• _Task requirements_: Present the lines below as a numbered list, starting at the line that contains "Each instance of the water" and ending at the line that contains "[[41, 398], [170, 230]]", with both of those lines included and any blank lines left out.

• _Material supplied_:
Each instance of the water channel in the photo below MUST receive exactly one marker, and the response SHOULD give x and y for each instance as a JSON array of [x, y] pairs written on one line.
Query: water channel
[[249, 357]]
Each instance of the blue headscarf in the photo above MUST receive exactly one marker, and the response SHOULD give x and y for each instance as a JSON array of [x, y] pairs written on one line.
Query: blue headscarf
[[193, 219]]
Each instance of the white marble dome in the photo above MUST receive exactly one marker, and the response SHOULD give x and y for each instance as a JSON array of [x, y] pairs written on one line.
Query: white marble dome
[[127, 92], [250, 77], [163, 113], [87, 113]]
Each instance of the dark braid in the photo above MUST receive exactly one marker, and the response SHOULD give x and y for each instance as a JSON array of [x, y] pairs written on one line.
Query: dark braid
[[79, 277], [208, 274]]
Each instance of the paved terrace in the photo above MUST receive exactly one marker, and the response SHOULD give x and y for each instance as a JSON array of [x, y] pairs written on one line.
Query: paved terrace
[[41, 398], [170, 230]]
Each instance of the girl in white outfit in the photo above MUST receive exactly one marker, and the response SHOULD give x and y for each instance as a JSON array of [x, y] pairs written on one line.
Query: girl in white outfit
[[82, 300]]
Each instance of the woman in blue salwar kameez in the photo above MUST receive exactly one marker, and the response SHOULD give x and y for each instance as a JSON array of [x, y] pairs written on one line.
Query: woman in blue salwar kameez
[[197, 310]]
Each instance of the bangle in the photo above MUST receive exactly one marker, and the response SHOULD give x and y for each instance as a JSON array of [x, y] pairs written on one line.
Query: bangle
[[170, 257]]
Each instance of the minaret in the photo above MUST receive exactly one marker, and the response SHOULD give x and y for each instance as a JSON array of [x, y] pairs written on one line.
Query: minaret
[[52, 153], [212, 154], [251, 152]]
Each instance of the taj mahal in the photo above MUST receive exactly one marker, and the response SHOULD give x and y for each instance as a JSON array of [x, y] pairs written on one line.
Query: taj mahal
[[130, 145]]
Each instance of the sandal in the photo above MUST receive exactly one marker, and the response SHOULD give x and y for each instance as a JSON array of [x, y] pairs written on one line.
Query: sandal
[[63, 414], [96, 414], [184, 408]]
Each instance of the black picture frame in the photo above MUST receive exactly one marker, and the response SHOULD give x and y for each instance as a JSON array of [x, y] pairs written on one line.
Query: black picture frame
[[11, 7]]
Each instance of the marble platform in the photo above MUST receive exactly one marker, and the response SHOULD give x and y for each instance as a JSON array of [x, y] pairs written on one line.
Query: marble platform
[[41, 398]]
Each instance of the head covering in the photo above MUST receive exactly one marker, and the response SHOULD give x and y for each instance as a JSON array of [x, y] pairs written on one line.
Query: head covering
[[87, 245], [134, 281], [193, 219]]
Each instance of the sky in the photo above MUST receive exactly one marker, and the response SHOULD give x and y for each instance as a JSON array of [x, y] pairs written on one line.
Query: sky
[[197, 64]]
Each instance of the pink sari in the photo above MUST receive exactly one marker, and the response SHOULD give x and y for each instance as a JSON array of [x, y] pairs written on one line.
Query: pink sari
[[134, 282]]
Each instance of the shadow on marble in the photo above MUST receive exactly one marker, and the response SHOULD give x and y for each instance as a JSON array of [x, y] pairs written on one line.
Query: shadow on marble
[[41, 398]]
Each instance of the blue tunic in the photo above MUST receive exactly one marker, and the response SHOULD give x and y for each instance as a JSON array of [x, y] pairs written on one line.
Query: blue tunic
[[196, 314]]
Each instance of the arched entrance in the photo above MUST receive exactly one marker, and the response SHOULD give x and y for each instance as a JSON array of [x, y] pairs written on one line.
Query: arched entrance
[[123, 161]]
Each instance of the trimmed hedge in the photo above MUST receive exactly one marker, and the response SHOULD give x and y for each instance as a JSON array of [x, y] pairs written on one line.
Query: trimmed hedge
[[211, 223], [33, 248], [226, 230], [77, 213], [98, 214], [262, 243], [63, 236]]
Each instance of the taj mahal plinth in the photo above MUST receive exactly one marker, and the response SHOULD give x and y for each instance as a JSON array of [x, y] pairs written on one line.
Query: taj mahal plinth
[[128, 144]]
* * *
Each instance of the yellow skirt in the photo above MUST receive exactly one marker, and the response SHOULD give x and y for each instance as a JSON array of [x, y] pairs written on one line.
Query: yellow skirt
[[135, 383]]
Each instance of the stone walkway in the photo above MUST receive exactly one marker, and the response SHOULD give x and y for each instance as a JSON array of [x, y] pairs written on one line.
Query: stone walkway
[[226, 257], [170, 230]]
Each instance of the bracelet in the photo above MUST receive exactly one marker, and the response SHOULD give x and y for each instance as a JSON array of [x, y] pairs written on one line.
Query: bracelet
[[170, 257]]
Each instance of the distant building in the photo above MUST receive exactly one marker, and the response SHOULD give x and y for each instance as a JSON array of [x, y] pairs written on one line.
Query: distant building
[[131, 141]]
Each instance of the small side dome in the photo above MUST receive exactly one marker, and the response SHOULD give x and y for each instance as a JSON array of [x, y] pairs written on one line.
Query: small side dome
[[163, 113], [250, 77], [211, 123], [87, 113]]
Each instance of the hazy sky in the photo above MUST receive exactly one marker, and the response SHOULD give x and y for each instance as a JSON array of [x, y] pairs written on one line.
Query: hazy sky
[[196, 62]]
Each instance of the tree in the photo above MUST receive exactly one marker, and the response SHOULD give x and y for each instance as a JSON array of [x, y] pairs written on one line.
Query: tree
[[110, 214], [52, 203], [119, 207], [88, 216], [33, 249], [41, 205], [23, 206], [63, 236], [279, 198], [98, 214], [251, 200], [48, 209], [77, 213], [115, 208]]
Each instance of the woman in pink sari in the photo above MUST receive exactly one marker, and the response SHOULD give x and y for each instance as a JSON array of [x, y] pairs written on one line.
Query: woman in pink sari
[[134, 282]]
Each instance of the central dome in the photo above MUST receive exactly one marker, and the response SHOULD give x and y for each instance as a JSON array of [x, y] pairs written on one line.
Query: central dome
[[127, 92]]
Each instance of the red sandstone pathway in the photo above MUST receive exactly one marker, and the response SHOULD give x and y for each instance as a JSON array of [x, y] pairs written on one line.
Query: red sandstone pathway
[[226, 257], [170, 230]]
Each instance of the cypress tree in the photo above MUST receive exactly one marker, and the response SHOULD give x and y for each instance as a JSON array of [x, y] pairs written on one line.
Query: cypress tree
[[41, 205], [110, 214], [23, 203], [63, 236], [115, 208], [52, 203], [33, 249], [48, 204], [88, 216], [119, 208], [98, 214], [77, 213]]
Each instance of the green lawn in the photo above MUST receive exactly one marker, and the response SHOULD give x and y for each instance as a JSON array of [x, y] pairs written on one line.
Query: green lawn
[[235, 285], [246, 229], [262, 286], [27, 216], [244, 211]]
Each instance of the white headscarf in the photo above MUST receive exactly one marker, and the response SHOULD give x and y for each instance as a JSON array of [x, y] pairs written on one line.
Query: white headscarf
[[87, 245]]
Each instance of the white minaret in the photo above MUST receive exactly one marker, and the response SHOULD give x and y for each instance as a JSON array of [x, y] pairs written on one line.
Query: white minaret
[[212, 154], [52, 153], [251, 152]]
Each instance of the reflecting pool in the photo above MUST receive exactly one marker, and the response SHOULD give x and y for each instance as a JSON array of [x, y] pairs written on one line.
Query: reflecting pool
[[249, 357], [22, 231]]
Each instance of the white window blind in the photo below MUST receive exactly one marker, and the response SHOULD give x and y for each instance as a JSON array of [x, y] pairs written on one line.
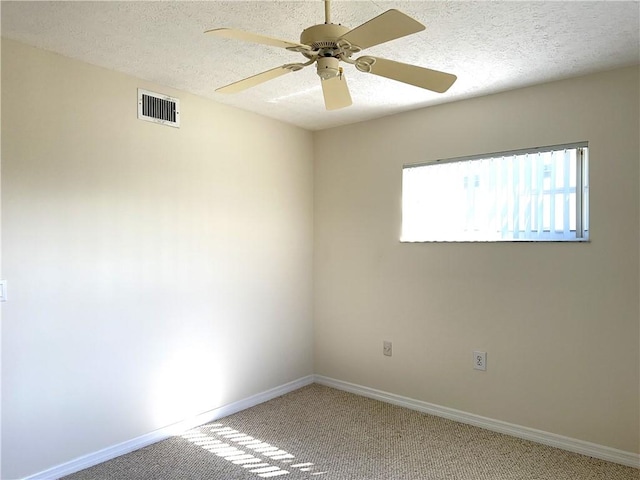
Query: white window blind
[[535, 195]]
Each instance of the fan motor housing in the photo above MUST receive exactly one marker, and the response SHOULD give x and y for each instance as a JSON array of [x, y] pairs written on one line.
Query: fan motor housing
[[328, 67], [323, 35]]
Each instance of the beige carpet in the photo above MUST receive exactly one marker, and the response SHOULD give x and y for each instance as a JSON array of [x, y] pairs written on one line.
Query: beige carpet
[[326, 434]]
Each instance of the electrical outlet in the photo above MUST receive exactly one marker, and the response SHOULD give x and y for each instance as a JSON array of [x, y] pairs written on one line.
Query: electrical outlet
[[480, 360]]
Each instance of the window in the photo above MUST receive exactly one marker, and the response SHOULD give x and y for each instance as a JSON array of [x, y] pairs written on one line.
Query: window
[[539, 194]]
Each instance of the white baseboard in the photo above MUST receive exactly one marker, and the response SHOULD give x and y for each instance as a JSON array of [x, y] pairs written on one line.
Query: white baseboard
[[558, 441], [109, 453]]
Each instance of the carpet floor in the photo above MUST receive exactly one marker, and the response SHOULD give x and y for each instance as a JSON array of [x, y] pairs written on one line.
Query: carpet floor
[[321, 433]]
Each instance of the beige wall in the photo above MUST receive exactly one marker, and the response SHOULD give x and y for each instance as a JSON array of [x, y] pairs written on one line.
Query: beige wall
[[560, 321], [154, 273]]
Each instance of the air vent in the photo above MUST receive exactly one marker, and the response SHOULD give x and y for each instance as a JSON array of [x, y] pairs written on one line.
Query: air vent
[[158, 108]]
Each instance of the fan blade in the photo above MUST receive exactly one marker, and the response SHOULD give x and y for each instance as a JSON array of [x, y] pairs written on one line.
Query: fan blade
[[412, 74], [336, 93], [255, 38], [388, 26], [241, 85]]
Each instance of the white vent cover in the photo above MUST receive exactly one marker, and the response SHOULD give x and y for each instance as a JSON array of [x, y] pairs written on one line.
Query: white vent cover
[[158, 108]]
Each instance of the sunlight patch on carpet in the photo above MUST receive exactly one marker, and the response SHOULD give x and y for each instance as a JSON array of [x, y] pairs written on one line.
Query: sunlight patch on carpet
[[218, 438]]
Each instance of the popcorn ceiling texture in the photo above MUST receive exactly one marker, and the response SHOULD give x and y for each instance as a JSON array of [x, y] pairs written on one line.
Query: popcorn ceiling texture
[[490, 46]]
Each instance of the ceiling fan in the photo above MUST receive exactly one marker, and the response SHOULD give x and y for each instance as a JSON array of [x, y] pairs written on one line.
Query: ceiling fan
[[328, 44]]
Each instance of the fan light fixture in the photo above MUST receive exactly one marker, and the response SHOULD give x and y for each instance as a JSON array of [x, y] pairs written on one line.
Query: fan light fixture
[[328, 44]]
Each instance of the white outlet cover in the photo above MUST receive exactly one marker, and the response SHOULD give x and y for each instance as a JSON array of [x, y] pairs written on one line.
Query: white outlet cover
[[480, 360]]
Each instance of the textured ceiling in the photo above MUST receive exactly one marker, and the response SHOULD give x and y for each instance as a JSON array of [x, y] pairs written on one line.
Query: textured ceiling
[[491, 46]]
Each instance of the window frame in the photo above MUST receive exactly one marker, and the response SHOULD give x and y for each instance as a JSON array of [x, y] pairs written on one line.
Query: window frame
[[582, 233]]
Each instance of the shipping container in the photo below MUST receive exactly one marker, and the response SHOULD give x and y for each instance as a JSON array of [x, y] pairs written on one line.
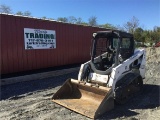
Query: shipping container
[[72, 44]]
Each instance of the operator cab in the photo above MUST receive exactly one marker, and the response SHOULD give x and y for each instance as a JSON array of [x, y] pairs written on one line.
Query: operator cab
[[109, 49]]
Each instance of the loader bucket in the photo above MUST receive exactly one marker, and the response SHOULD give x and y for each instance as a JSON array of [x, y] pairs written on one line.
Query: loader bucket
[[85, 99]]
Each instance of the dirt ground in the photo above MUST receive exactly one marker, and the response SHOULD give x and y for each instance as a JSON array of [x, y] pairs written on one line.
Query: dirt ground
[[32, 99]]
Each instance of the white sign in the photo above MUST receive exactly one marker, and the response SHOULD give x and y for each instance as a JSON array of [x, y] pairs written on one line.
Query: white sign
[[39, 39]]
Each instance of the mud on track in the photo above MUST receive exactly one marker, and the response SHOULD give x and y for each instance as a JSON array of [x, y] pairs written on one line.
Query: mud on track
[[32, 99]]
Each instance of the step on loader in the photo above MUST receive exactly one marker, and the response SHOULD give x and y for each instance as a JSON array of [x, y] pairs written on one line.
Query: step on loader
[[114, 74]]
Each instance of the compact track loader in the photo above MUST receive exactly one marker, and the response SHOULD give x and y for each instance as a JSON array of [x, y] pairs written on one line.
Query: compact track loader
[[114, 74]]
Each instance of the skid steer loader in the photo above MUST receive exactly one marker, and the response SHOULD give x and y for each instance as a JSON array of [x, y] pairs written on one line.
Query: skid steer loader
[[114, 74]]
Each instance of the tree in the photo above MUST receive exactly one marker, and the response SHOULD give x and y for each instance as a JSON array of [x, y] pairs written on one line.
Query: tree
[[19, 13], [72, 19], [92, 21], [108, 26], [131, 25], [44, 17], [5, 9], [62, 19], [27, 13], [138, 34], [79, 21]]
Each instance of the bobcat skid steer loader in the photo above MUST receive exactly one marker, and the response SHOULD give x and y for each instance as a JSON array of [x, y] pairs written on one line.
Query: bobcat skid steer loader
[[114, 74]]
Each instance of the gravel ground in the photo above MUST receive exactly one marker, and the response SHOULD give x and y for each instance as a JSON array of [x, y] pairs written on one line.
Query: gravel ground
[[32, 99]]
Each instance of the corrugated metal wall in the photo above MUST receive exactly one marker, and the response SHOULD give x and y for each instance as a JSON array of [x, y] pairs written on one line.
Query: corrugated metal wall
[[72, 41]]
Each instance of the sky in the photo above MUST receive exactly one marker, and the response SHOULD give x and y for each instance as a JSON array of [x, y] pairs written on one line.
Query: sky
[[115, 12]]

• _Task answer_:
1. Each instance of the water channel in the photo below MUST receive exactly one marker, and the response SHOULD give x and y for each instance as a JSON array of [x, y] pairs written on one line.
2. Query: water channel
3. [[249, 357]]
4. Each instance of the blue headscarf in the photo above MUST receive exactly one marker, and the response SHOULD give x and y for each instance as a JSON array of [x, y] pairs written on one line.
5. Query: blue headscarf
6. [[193, 219]]
7. Each instance of the white marble dome in the photo above MUST receive exactly one marker, and the response SHOULD give x and y for each instance as a JSON array of [x, y] pairs written on one line.
8. Query: white marble dome
9. [[127, 92], [250, 77], [163, 113], [87, 113]]
10. Each instance of the dark braid in the photo above MUST receive exactly one marker, and the response SHOULD give x and y for each instance as a JSON array of [x, y] pairs written on one line.
11. Query: dark braid
12. [[79, 277], [208, 274]]
13. Each instance of the paved terrace in the photo above MUST receive exactly one marker, and the response SHOULD give x and y for each instance as a JSON array of [x, y] pairs written on one line.
14. Query: paved terrace
15. [[41, 398], [170, 230]]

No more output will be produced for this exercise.